▶ [WORK TO COMPLETE] Rewrite the lines from the one containing "# test: pointer returns one pin per instance of the orange" through the end, with "timber board" in place of "wooden plank" and nothing else changed.

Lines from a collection
════════════════

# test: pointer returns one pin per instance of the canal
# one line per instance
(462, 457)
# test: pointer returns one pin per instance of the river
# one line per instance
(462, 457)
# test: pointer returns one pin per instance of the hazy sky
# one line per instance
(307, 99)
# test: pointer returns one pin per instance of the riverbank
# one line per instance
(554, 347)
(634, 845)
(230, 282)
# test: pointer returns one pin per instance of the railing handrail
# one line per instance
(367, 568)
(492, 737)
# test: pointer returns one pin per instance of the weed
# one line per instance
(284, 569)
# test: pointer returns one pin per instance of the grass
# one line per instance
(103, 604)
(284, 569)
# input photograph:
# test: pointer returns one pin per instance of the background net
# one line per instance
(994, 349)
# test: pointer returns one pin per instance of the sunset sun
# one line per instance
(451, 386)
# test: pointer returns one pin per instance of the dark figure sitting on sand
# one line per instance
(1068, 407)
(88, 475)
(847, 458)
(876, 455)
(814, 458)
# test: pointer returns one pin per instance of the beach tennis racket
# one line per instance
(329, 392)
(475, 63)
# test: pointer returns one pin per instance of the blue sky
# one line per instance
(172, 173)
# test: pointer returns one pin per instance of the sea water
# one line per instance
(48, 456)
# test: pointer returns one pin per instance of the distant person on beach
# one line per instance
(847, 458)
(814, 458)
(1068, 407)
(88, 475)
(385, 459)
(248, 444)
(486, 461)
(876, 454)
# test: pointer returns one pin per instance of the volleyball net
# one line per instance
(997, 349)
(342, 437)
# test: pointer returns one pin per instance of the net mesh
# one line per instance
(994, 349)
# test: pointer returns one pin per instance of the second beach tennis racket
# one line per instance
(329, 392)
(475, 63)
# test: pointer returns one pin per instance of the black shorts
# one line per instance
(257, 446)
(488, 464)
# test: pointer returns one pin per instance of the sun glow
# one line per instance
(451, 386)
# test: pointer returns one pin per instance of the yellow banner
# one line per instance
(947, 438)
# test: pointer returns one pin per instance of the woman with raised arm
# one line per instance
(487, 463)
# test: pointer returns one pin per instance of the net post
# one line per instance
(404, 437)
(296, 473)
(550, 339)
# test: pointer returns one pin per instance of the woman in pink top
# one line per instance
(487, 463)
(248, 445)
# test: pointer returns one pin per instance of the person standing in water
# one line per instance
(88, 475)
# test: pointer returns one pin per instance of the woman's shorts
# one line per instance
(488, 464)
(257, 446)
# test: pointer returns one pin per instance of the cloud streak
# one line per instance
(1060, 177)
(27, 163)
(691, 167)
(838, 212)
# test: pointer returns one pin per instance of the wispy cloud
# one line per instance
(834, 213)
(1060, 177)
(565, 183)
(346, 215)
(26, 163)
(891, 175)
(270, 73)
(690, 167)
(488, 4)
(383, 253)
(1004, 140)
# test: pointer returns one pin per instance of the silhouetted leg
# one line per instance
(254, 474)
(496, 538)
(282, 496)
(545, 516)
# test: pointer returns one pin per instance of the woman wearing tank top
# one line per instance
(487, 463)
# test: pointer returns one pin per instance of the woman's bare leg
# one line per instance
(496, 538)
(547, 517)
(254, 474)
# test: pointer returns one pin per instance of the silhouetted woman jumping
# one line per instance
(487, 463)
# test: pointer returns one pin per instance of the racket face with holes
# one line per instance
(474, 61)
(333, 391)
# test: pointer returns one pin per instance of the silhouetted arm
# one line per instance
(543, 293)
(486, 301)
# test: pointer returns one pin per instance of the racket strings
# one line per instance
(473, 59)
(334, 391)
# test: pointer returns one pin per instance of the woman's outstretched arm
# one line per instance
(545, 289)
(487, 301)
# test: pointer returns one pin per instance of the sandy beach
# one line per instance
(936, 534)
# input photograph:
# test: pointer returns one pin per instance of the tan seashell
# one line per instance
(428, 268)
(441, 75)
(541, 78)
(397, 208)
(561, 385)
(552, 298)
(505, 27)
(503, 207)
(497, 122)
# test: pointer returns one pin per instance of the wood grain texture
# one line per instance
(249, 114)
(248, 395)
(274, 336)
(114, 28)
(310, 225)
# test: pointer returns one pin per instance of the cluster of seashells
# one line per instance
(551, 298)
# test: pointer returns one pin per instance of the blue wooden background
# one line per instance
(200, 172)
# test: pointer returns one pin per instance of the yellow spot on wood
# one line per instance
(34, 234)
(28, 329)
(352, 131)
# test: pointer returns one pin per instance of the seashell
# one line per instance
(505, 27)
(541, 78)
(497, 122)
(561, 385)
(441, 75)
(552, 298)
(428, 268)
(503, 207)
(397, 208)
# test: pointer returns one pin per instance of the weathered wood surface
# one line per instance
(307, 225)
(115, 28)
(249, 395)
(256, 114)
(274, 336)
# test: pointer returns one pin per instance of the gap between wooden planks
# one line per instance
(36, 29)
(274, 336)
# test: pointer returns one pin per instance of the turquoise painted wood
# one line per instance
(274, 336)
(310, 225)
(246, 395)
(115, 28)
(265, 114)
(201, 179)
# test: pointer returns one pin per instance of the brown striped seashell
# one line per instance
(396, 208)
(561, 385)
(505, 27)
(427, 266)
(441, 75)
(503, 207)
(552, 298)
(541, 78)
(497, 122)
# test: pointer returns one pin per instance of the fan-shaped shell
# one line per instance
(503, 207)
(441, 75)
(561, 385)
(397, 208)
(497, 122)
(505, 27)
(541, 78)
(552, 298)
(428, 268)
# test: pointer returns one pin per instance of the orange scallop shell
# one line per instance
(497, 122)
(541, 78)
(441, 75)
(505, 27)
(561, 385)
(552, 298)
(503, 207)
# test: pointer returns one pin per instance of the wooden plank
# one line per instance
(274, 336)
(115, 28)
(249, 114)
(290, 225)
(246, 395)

════════════════

▶ [FULL SOLUTION]
# test: pointer returns one pin per instance of the orange scallop shell
# one line per instance
(497, 122)
(541, 78)
(441, 75)
(505, 27)
(561, 385)
(552, 298)
(503, 207)
# test: pointer returns one pin per instance of the timber board
# one line per instance
(274, 336)
(115, 28)
(249, 114)
(290, 225)
(246, 395)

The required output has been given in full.